## The problem:
Of the lines listed below, return exactly those that run from the line containing "Target: guardrail" through the line containing "Target: building with tiled roof", both included.

## Data:
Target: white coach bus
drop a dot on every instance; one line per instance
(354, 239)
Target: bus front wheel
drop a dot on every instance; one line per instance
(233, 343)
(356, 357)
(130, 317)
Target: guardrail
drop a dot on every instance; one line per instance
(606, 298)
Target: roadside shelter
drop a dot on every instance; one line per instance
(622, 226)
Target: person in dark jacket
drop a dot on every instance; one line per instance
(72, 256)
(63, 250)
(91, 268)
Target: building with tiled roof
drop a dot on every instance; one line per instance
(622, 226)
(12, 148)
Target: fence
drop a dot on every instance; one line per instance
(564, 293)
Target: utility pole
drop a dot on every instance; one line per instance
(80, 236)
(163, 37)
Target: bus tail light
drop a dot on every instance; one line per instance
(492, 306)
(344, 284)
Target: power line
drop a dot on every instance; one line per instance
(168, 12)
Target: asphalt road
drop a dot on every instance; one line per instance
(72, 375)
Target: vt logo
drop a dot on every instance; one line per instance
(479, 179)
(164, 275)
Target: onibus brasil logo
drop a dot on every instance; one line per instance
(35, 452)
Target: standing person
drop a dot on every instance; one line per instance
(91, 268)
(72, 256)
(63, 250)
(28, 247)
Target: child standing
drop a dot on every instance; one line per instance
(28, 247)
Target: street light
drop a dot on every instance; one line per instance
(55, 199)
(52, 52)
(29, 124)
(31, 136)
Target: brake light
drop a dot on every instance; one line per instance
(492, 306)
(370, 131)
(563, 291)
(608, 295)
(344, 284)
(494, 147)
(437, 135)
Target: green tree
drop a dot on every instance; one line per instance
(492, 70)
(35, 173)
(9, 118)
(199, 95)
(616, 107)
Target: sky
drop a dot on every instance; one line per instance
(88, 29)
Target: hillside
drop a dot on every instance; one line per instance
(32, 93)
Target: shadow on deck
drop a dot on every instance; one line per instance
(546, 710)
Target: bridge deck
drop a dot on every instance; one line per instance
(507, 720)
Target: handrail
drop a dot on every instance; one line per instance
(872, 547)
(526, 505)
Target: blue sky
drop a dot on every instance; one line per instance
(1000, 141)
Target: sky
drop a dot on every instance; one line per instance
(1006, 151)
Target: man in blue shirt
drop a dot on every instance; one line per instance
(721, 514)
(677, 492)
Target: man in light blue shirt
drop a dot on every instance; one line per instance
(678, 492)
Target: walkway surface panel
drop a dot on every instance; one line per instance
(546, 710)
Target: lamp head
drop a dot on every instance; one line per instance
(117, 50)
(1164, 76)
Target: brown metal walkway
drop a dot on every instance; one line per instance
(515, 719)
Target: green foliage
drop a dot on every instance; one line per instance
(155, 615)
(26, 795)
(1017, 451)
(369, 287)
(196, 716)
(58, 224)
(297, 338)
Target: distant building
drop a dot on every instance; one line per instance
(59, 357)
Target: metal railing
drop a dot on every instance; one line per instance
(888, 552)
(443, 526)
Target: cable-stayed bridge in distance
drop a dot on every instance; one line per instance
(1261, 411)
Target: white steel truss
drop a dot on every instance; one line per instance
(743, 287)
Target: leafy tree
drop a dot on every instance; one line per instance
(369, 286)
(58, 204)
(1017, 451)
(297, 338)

## Task answer:
Target: guardrail
drop a dot on every instance; one line per instance
(606, 298)
Target: roadside shelter
drop a dot on every instance; one line per instance
(622, 226)
Target: person in dark jacket
drop a dot on every instance; one line per instance
(72, 256)
(63, 250)
(91, 268)
Target: building with tiled roof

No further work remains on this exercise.